Task instructions —
With pictures left out, set down every record word for word.
===== Dataset records
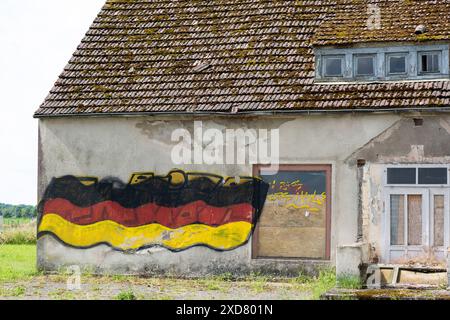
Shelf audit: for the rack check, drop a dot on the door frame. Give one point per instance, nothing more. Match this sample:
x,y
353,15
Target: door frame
x,y
300,167
429,189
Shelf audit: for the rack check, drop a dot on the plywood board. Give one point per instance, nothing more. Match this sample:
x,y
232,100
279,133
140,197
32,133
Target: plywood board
x,y
292,242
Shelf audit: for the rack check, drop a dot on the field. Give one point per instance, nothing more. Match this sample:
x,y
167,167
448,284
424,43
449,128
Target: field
x,y
20,280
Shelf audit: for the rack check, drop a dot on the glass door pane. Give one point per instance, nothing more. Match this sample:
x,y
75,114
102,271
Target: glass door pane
x,y
414,219
397,219
438,209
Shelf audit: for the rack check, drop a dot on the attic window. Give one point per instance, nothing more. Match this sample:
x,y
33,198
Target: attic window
x,y
333,66
411,62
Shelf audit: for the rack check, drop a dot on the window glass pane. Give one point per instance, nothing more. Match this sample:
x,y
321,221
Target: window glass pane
x,y
365,66
414,219
430,62
397,64
397,219
401,175
432,175
333,66
438,214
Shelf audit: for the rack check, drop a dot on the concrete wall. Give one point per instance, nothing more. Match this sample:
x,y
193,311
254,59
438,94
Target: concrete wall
x,y
119,146
404,143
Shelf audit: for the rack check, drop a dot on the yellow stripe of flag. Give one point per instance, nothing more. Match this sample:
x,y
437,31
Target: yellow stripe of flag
x,y
224,237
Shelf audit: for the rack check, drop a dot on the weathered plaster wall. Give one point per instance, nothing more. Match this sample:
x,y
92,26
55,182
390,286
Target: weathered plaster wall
x,y
119,146
403,143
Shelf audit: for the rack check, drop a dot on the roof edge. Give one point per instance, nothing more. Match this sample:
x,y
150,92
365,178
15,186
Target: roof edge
x,y
249,113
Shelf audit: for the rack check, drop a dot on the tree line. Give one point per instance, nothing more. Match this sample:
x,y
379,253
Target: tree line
x,y
17,211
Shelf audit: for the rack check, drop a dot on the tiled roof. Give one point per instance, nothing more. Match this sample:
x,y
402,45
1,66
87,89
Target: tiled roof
x,y
398,21
219,55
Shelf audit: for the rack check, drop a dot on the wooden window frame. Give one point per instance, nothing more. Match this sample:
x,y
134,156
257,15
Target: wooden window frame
x,y
300,167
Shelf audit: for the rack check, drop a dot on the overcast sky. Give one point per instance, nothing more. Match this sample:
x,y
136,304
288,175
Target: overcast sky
x,y
38,38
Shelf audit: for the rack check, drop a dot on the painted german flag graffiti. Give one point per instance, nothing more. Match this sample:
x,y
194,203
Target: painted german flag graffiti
x,y
167,211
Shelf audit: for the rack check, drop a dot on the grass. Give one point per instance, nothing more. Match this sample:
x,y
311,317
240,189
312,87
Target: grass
x,y
126,295
349,282
24,233
17,262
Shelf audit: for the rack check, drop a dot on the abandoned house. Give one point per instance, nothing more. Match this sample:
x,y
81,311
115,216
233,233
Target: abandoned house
x,y
354,96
==========
Expected output —
Shelf audit: for the rack check, drop a dot on the door frame. Give one point per instance, nothing more. Match this sample:
x,y
353,15
Target: door frame
x,y
300,167
429,189
Shelf audit: for the rack check, drop a dot on the plywood board. Give one point per instance, nothing more. Match this sample:
x,y
232,100
279,133
140,197
32,133
Target: plywood board
x,y
292,242
Shelf audit: for the rack check, drop a dot on the field. Give one point per instance, nothing more. Match this sample:
x,y
167,167
448,284
424,43
449,128
Target: field
x,y
20,280
Shelf audit: for the rack check, drop a dot on the glass door pane. Give one point per instance, nothing more. Match this sample:
x,y
75,114
102,271
Target: glass door pane
x,y
414,219
397,219
438,209
Shelf audit: for the rack check, drop a dot on the attic window. Give one point per instance, nothing more. Match this sample:
x,y
33,198
Target: attic window
x,y
333,66
411,62
Shelf audit: for the rack check, drop a dot on the window glass pane. Give one point per instance, nothing more. Match this sample:
x,y
321,221
Target: window glass pane
x,y
365,66
414,219
430,62
397,64
397,219
401,175
432,175
333,66
438,214
Shelf audit: for the rack check, drop a dot on the concrete wall. Give one point per instance, nothing more. Match this sample:
x,y
193,311
254,59
438,94
Target: concrete wall
x,y
119,146
404,143
Shelf audit: for the rack check, drop a dot on the yellow stripe of flag. Give one point per instance, nothing more. Match this sample:
x,y
437,31
Target: yellow stripe of flag
x,y
224,237
Shelf audit: for the rack check, drop a dot on the weathered plaster wall. Give one point per instance, nothing more. Match this sample:
x,y
92,26
55,182
390,286
Target: weathered plaster wall
x,y
119,146
403,143
Shelf audit: for the rack check, drop a dot on the roof edge. Give one point per instance, nothing more. Match this sample:
x,y
150,92
365,178
15,186
Target: roof edge
x,y
249,113
Shelf audit: for the rack check, drop a dot on the tree line. Give one point per instance, nothing more. Match this sample:
x,y
379,253
Target: tree line
x,y
17,211
Shelf audit: for the rack check, drop a dot on the tiled roof. Give one point per instance, nothing more. Match this sample:
x,y
402,45
1,66
87,89
Target: tiled roof
x,y
398,21
219,55
Shelf audit: for the rack check, drop a dot on the wooden window frame. Give one point per instance, nothing more. Match this sample:
x,y
134,156
257,15
Target: wooden window frame
x,y
300,167
Shelf audit: for the rack check, drop a dot on the overcast sky. Give one point per instance, nothing more. Match this sample:
x,y
136,304
288,175
Target: overcast sky
x,y
38,38
Shelf audit: for the rack check, drop a dot on the painted german flag graffiti. Give one point per instance, nothing more. Match this sample:
x,y
194,203
Target: painted german flag graffiti
x,y
167,211
Shelf audit: for the rack check, drop a dot on the grass. Give one point per instance, nothing more. Match this sample:
x,y
311,317
240,189
312,87
Target: grass
x,y
126,295
349,282
24,233
17,262
Shelf audit: for the rack check, drop a dot on the abandoned house. Give one point per instance, nothing more. Match this sample:
x,y
81,311
115,216
233,233
Target: abandoned house
x,y
354,96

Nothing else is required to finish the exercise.